▸ Rows
━━━━━━━━━━━━━━━━━━━━
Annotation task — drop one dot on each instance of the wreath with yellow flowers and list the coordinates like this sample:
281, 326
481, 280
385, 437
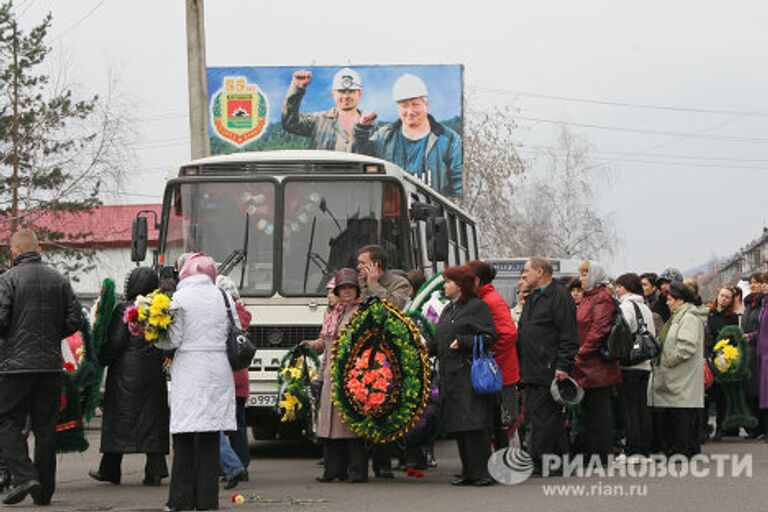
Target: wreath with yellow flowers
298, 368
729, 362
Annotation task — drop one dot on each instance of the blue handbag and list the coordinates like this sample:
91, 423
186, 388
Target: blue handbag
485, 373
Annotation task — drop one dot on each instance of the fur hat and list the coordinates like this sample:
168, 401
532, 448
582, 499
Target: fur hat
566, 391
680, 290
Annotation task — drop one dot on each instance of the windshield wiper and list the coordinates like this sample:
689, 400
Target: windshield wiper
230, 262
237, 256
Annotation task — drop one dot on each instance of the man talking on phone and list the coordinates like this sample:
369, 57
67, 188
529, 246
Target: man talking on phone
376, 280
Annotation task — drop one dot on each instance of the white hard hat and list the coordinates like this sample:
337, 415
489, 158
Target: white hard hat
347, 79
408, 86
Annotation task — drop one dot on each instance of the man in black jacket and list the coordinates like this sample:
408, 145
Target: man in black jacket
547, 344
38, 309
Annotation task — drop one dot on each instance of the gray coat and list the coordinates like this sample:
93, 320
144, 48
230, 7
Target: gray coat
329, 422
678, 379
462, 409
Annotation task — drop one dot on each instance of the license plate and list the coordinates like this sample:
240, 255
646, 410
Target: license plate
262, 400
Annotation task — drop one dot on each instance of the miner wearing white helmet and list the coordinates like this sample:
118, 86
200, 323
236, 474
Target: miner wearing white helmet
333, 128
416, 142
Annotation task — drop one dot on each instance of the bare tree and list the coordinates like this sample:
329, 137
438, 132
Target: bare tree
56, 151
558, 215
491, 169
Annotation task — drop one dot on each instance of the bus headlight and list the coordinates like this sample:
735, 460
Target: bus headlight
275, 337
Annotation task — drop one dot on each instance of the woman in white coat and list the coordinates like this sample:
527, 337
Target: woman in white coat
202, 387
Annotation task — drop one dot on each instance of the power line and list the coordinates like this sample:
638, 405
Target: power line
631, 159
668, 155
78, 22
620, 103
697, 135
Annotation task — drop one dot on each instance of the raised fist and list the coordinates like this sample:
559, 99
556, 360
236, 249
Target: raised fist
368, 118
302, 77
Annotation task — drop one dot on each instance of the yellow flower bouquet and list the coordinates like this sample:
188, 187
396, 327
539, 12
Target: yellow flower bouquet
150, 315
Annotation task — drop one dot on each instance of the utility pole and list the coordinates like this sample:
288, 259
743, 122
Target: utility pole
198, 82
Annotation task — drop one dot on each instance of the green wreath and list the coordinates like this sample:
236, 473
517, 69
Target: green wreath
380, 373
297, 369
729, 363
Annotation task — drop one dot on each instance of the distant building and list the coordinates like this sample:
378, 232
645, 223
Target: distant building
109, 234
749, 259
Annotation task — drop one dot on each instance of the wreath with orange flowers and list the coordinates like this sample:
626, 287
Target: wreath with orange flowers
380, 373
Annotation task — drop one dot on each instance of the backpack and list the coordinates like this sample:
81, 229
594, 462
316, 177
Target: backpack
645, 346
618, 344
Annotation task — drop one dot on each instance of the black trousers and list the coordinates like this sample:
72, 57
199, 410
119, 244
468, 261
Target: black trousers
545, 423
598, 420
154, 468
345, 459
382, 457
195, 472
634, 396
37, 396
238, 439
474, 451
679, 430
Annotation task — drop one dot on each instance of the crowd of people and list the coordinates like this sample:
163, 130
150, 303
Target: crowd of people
━━━━━━━━━━━━━━━━━━━━
▸ Objective
Copy out all of the records above word for word, but leave out the pictures.

▸ Answer to this task
Annotation task — drop one dot on each instance of the wreath with yellow flowers and list the coordinates like this sample:
281, 326
481, 280
385, 437
Target: wreath with yellow flowers
298, 368
729, 362
Annotation task — drop one dot on each instance of the blue handbag and list the coordinates like this sample:
91, 423
186, 388
Target: blue handbag
485, 373
Annotation task — drop one dot on each instance of the fur hat and list the coordinates like this sample:
168, 401
532, 448
582, 499
Target: fur hat
566, 391
680, 290
Annotation task — drop one dot on each instance of the windshield wiper and list the coordinates like this sample:
689, 400
Target: windshield wiper
230, 262
237, 256
Annotation task — drop one dot on each instance of the man talking on phone and list the coordinates like this sample:
369, 57
67, 188
529, 246
Target: man talking on phone
376, 280
Annotation task — drop one dot on each instance of the white hard hat and list the coordinates like this sample:
337, 415
489, 158
Target: white hard hat
347, 79
408, 86
Annotation task — drop one dot on each instance of the man in black jacket and list the coordinates like this sample:
408, 145
Target: man in black jacket
547, 344
38, 309
Annotation task — drop one dot on each instance of the gray coat and list the coordinates like this sample:
93, 320
144, 48
230, 7
Target: gray coat
329, 422
678, 379
462, 409
Annotation task — drop one dot on each instance of the license plate and list the coordinates like this sample:
240, 255
646, 410
Target: license plate
262, 400
Annotation task — drop one dot on each instance of the miner wearing white helmet and list the coordinates like this sample:
118, 86
200, 323
236, 474
Target: miner wearing white helmet
333, 128
416, 142
Annotation task — drop one dot on each instance of the bare tree and list the coordinates like this sample:
329, 137
438, 132
Target: bare tree
56, 151
558, 215
491, 169
Annotation task — drop one dot on each instance of the bus headlight and list the coordinates like this sample:
735, 460
Target: bus headlight
275, 337
Annotation task — drop one dot on each instance of the woman in white coat and list the coordinates like this sample:
527, 337
Target: woman in white coat
202, 387
Annotation task — drop one dot on each instance of the power line and list the coordinates like this sample:
638, 405
Target: power line
631, 159
668, 155
78, 22
620, 103
697, 135
Annotation task — drop one dot on each instance of the raised fist and list the coordinates like this sample:
559, 99
556, 360
236, 249
Target: raised fist
368, 118
302, 77
Annotation task — drop one dot on each instance of the yellow flower bouquet and list the coordinates like this sample:
188, 187
396, 327
539, 12
Target: yellow flower bouquet
150, 315
Annotation task — drop one dot on each instance of the utility pole and list the coordinates like this sample:
288, 259
743, 122
Target: utility pole
198, 82
Annotation task — drop one dot on each instance of the green wreath and list the coordinates like this sample:
236, 473
517, 69
Target: green wreath
380, 373
297, 369
729, 363
Annotation task — drop one dot on each instance of the distant building and list the coordinates like this sample:
378, 232
645, 223
Target: distant building
109, 234
749, 259
Annotation task — drop one dot on each instance of the wreath with orange flowers and list the coordinates like this sample:
626, 287
Target: wreath with orange flowers
380, 373
Annotation task — drop one dot on each instance of the backpack and list the coordinates like this sample:
81, 229
594, 462
316, 177
Target: backpack
645, 346
618, 344
Annotation task — drop one dot on each instance of the black trousers and list the coordinates like this sample:
72, 57
199, 410
119, 244
468, 261
Target: black trousers
545, 423
598, 420
154, 468
345, 459
382, 457
195, 472
634, 396
37, 396
238, 439
474, 451
679, 430
Annotation task — drop one dot on each instance of the crowd of people and list the coordinates like this sample:
163, 130
150, 303
Target: crowd of people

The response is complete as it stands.